* _SELECTED PASSAGE_
━━━━

Today we’d like to introduce you to Douglas Breault.
Douglas, can you briefly walk us through your story – how you started and how you got to where you are today.
I grew up in a suburban Rhode Island town called Slatersville, wedged between two sisters as the middle child. I was, and still am, relatively shy and introverted. As a child my imagination was always brewing up a story or scenario, but I rarely worked up the courage to share it with others. I think I still fall under the category of a daydreamer. I made the decision that I wanted to become an artist when I was 19 years old after my father passed away, which at the same time I was also finishing my first photography class at Bridgewater State University. These two events happening in tandem really shifted my focus into allowing myself to spend time being creative and expressive. I began to really consider my own identity in relationship to my father, and generated a lot of self-portraiture during my formative years as an artist. I think even now much of my work connects back to my father, but now much more fragmented and less blatant to the viewer.
After finishing my BA in Photography from Bridgewater State I relocated to Providence, RI where I began my studio practice at AS220. Providence began to influence and inform my development in the studio in new ways. I began to consider painting more seriously, and I began inhabiting the bench front of the huge Cy Twombly painting at the RISD Museum almost religiously every week. After a few years in Providence I relocated my studio to Mission Hill, Boston during my studies at the School of the Museum of Fine Arts at Tufts University, where I received my MFA in 2017. Now I have returned full circle and currently am a Visiting Lecturer at Bridgewater State University where I am teaching courses in Digital Design and Photography. It is exciting being in the classroom with students during their formative years with exploring art.
Overall, has it been relatively smooth? If not, what were some of the struggles along the way?

━━━━

* _DATA SHOWN_
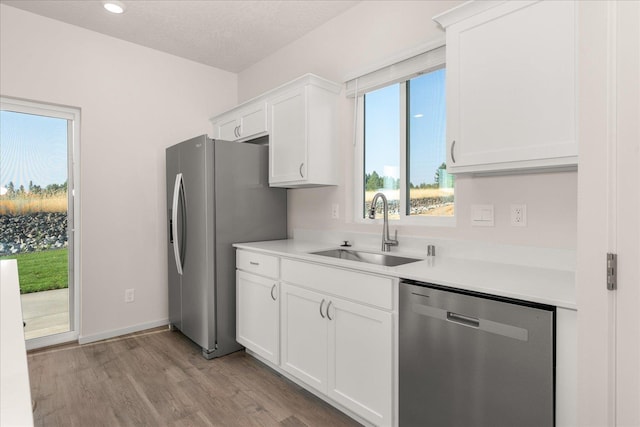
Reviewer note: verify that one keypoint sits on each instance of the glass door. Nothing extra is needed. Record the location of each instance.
(37, 215)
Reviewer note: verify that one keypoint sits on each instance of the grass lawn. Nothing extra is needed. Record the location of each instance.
(42, 271)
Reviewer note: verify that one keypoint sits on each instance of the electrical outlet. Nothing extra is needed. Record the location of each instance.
(518, 215)
(335, 211)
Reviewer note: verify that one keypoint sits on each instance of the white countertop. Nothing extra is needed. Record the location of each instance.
(15, 391)
(535, 284)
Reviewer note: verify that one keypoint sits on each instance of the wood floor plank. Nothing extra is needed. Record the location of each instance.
(159, 378)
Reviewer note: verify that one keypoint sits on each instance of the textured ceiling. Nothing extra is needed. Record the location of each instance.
(230, 35)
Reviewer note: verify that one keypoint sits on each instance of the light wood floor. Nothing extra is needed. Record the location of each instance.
(159, 378)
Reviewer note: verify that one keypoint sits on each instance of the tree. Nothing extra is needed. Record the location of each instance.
(436, 178)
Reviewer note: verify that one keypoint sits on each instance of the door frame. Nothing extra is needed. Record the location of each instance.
(608, 214)
(72, 115)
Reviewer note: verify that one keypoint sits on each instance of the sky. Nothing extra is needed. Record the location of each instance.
(32, 148)
(427, 128)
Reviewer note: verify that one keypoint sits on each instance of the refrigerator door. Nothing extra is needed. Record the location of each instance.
(174, 279)
(247, 209)
(197, 240)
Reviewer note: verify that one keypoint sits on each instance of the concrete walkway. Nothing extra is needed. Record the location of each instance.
(46, 313)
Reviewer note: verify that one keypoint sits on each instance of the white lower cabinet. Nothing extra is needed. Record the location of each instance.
(341, 348)
(257, 315)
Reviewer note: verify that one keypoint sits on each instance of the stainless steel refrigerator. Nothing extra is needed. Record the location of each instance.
(217, 194)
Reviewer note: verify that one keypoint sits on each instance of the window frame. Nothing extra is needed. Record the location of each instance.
(359, 161)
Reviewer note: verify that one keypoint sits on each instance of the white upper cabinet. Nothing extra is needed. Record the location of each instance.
(511, 86)
(245, 122)
(303, 139)
(300, 119)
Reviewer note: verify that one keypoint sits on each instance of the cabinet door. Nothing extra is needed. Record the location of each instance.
(361, 360)
(288, 140)
(257, 315)
(304, 335)
(228, 129)
(511, 88)
(253, 120)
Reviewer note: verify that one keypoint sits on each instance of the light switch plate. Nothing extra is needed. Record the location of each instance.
(519, 215)
(335, 211)
(482, 216)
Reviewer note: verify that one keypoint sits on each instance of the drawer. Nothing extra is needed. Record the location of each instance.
(354, 285)
(257, 263)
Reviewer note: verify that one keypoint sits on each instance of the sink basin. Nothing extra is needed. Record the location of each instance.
(370, 257)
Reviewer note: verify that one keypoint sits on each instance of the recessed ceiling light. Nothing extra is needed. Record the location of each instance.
(114, 6)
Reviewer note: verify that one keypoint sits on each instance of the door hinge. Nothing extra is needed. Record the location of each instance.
(612, 271)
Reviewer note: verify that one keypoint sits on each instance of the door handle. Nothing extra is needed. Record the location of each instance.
(177, 251)
(463, 320)
(453, 157)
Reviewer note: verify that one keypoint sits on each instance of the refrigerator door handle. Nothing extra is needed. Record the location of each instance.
(177, 187)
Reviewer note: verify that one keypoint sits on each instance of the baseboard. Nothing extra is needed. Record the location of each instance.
(85, 339)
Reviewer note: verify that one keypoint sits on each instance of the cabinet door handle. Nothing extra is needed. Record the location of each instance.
(453, 157)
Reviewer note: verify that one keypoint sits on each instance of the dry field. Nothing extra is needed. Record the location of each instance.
(31, 204)
(423, 200)
(416, 193)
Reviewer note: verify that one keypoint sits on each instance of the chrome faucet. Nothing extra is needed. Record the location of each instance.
(387, 242)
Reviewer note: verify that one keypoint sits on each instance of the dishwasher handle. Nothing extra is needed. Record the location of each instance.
(463, 320)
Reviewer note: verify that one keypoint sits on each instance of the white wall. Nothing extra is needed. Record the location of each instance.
(135, 102)
(366, 35)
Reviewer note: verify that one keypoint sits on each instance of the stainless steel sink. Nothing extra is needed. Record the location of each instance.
(370, 257)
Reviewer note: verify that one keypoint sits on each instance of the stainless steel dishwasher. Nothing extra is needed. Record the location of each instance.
(469, 359)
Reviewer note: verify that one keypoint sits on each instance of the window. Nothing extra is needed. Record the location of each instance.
(403, 150)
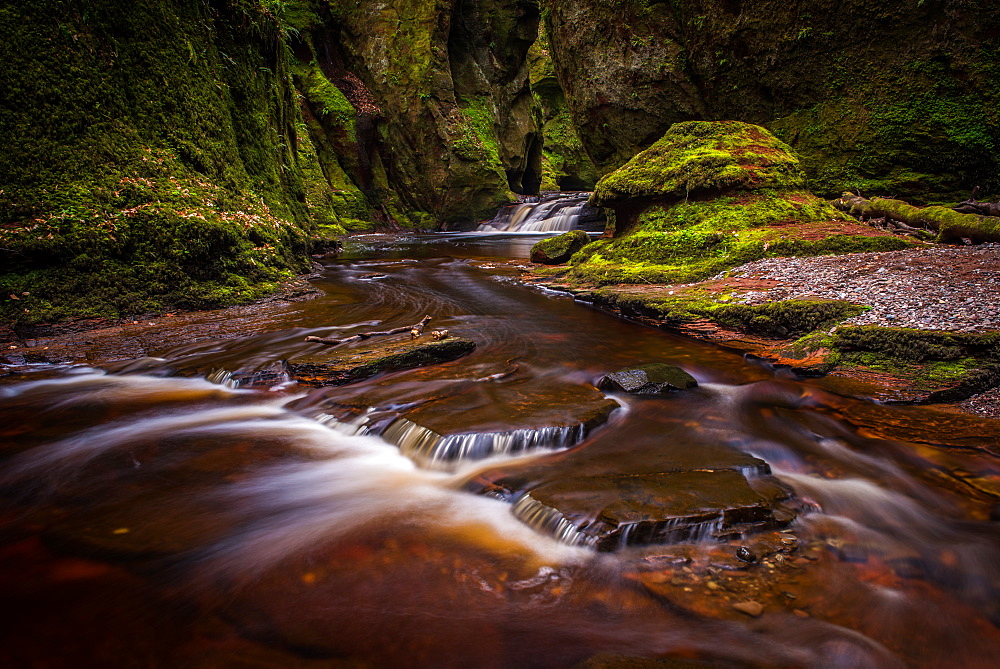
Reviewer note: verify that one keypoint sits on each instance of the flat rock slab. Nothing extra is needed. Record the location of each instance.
(611, 512)
(341, 365)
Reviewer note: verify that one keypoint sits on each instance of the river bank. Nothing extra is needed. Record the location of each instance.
(908, 326)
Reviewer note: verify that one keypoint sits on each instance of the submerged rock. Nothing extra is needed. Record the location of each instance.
(648, 379)
(559, 249)
(614, 511)
(343, 365)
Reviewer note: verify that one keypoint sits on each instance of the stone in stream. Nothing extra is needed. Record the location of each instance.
(557, 250)
(648, 379)
(345, 364)
(610, 512)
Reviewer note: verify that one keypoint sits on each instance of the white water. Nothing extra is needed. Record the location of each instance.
(553, 215)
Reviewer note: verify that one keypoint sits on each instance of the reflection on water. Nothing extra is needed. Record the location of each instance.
(161, 519)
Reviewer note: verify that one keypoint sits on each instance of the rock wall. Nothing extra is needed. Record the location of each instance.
(169, 153)
(891, 97)
(149, 157)
(451, 116)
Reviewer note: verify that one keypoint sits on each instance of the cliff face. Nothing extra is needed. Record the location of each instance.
(877, 96)
(182, 154)
(148, 157)
(442, 95)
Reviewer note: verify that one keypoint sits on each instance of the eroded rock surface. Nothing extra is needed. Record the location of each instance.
(339, 366)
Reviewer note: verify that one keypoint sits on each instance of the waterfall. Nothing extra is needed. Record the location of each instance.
(427, 446)
(552, 213)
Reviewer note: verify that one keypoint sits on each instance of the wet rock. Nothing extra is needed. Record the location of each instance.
(344, 365)
(648, 509)
(557, 250)
(479, 424)
(648, 379)
(751, 608)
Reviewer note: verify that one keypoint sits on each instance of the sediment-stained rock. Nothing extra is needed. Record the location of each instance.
(343, 365)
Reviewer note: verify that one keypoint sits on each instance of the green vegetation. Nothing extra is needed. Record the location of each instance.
(149, 158)
(697, 157)
(695, 240)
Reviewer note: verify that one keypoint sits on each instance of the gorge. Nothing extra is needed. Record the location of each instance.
(281, 386)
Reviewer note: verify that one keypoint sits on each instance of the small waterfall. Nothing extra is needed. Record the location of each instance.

━━━━

* _PROBLEM SET_
a) Can you turn the paragraph of the Douglas Breault interview that begins "After finishing my BA in Photography" into a short list that keeps its main facts?
b) Could you carry on the interview with Douglas Breault from where it stops?
These lines have nothing to do with the interview with Douglas Breault.

* _THE RESPONSES_
a)
- Earned a BA in Photography from Bridgewater State, then moved to Providence, RI, and began a studio practice at AS220.
- Providence shaped the studio work: began taking painting more seriously and sat in front of the huge Cy Twombly painting at the RISD Museum almost every week.
- Moved the studio to Mission Hill, Boston, while studying at the School of the Museum of Fine Arts at Tufts University, receiving an MFA in 2017.
- Now a Visiting Lecturer at Bridgewater State University, teaching Digital Design and Photography and working with students in their formative years of exploring art.

b)
Overall I feel I have been very lucky with being in the right place at the right time in some ways. The main struggle I have faced as an artist is what all artists’ experience- often crippling self-doubt. All artists naturally seek validation to make all of their efforts and investments feel worthwhile, but you have to learn from the rejections as well. A struggle every artist deals with is how competitive and involved being an artist can be, and the best advice I ever received was from Susan Rothenberg, where she told me the key is learning how to flip that self-doubt into your motivational force. Being an artist is financially draining and requires a lot of self-conjured energy. There’s always the exhaustive aspect of networking and maintaining your website and emails that is boring and challenging. Since it is nearly impossible to support yourself exclusively an artist, you learn how to juggle odd jobs, maintain a social life, and get creative with a limited income.
I think the most important characteristic for success is building a network of artists and colleagues who support and challenge each other. Artists are inherently competitive and narcissistic, but it’s essential to find others you connect with and can cheer on when they reach accomplishments. I find it stimulates your own ideas when talking to others about art. That is why I enjoy teaching so much, because there is a certain buzz in the room when students are focused on something they are working on. Students are very proud when they have a new discovery in their own process and ideas. Many students create artwork that is deeply personal, and I am hopeful to be able to create a space where that is supported and understood. It is okay to make mistakes, it is okay to make bad art, and it is okay to celebrate a success.
Alright – so let’s talk business. Tell us about Artist – what should we know?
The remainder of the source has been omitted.